**Supplied text:**
'''
Reputation: 2067
I am trying to add custom functions into the tm_map
function of the package tm
however it converts the data into a different format where I cannot continue from.
For example I use
library(tm)
library(qdapRegex)
docs <- data.frame(doc_id = c("doc_1", "doc_2"),
text = c("This is a text. With some more text, www.yahoo.com", "This another one. with some different text www.google.com"),
dmeta1 = 1:2, dmeta2 = letters[1:2],
stringsAsFactors = FALSE)
docs = VCorpus(DataframeSource(docs))
content(docs[[1]])
docs <- tm_map(docs, content_transformer(tolower)) # This Works fine
content(docs[[1]])
nchar_rm <- function(x){
gsub(" *\\b[[:alpha:]]{1,2}\\b *", " ", x)
} # Custom function to remove characters less than 2
docs <- tm_map(docs, nchar_rm) # implement custom function
content(docs[[1]]) # returns an error.
Error:
Error in UseMethod("content", x) :
no applicable method for 'content' applied to an object of class "character"
Also with the function docs <- tm_map(docs, rm_url)
using the rm_url
from the qdapRegex
package returns an error.
Upvotes: 0
Views: 320
Reputation: 388982
Use content_transformer
in the same way
library(tm)
docs <- tm_map(docs, content_transformer(nchar_rm))
content(docs[[1]])
#[1] "This text. With some more text, www.yahoo.com"
It will also work with rm_url
library(qdapRegex)
docs <- tm_map(docs, content_transformer(rm_url))
content(docs[[1]])
#[1] "This is a text. With some more text,"
However, you might be aware you can do this without using tm
function at all using lapply
/sapply
/map
etc.
lapply(docs$text, rm_url)
lapply(docs$text, nchar_rm)
Upvotes: 2
'''
**Information supplied:**
'''
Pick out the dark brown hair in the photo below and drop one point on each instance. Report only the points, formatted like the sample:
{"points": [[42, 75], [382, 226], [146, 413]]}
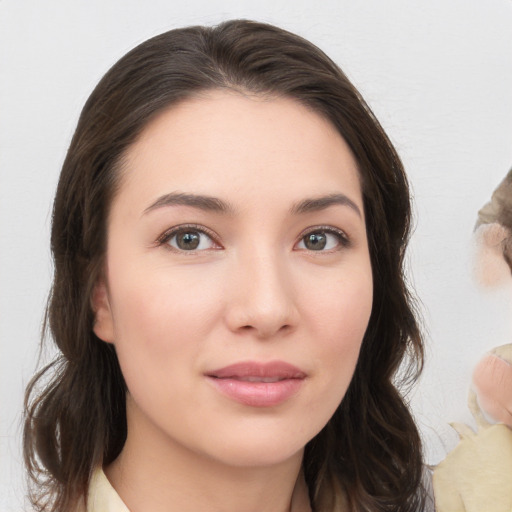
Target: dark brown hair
{"points": [[369, 454]]}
'''
**Aim 1:**
List every function that the tm_map thread passes to content_transformer.
**Aim 2:**
Answer these questions from the tm_map thread, one per line:
(a) The error message names an object of what class?
(b) Besides doc_id and text, what two columns does the data frame define?
(c) How many views does the thread show?
**Aim 3:**
Write out everything in the tm_map thread from "Reputation: 2067" down to "docs = VCorpus(DataframeSource(docs))".

**Task result 1:**
tolower, nchar_rm, rm_url

**Task result 2:**
(a) "character"
(b) dmeta1 and dmeta2
(c) 320

**Task result 3:**
Reputation: 2067
I am trying to add custom functions into the tm_map
function of the package tm
however it converts the data into a different format where I cannot continue from.
For example I use
library(tm)
library(qdapRegex)
docs <- data.frame(doc_id = c("doc_1", "doc_2"),
text = c("This is a text. With some more text, www.yahoo.com", "This another one. with some different text www.google.com"),
dmeta1 = 1:2, dmeta2 = letters[1:2],
stringsAsFactors = FALSE)
docs = VCorpus(DataframeSource(docs))